╭─ DATA SECTION

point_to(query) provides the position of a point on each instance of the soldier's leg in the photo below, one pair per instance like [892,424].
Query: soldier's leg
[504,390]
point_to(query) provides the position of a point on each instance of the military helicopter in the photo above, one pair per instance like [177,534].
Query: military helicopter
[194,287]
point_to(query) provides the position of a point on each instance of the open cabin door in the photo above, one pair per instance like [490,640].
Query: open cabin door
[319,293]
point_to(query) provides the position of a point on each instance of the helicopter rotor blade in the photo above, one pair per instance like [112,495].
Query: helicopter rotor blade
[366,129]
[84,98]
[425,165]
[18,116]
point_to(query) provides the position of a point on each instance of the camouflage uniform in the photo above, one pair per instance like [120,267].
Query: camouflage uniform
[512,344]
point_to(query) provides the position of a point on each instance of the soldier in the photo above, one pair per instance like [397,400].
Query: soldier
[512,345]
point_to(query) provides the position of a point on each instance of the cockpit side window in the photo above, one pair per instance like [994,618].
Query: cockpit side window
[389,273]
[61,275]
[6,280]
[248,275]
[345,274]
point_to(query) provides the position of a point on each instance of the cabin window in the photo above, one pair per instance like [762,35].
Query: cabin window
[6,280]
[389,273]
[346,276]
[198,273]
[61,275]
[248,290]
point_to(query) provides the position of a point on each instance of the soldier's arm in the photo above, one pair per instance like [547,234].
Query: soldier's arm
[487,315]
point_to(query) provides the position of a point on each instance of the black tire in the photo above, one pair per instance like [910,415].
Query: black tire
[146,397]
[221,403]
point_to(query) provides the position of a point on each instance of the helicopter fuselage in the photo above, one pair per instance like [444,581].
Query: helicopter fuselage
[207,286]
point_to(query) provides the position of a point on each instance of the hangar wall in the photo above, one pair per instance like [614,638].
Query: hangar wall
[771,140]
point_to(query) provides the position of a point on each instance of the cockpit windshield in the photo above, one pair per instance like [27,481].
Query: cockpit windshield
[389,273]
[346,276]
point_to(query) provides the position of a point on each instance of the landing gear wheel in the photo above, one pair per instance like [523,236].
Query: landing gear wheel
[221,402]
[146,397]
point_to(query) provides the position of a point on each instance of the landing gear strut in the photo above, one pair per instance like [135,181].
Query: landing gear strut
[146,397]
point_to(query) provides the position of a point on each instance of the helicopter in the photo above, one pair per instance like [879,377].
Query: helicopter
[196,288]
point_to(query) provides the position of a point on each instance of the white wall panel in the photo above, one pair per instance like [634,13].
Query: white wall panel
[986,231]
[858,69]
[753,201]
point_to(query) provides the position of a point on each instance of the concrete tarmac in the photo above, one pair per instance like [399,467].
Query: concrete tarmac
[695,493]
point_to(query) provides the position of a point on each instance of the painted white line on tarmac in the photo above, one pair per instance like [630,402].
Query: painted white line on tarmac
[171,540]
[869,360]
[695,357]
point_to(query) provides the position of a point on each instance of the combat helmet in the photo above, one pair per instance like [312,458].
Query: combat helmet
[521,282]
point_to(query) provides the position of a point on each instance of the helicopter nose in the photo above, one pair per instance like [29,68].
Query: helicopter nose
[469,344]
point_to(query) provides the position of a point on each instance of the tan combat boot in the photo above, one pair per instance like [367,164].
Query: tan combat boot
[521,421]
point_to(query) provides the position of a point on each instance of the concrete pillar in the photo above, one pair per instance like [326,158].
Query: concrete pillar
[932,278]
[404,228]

╰─

> **OBJECTIVE**:
Please render the material from the line containing "instance like [29,68]." through the end of the material, both included, as a JSON list of strings with one string per line and blank lines left out.

> **PROBLEM SOLUTION**:
[
  "point_to(query) provides the position of a point on each instance of the helicopter nose in the photo above, one pair per instance like [29,68].",
  "Query: helicopter nose",
  "[469,344]",
  "point_to(query) provides the position of a point on each instance of the tan combat boot in the photo above, one pair per instance like [367,164].",
  "Query: tan combat boot",
  "[521,421]",
  "point_to(query) provides the position of a point on each instance of the concrete pillar in the photo above, one pair per instance like [326,158].",
  "Query: concrete pillar",
  "[932,278]",
  "[404,228]"
]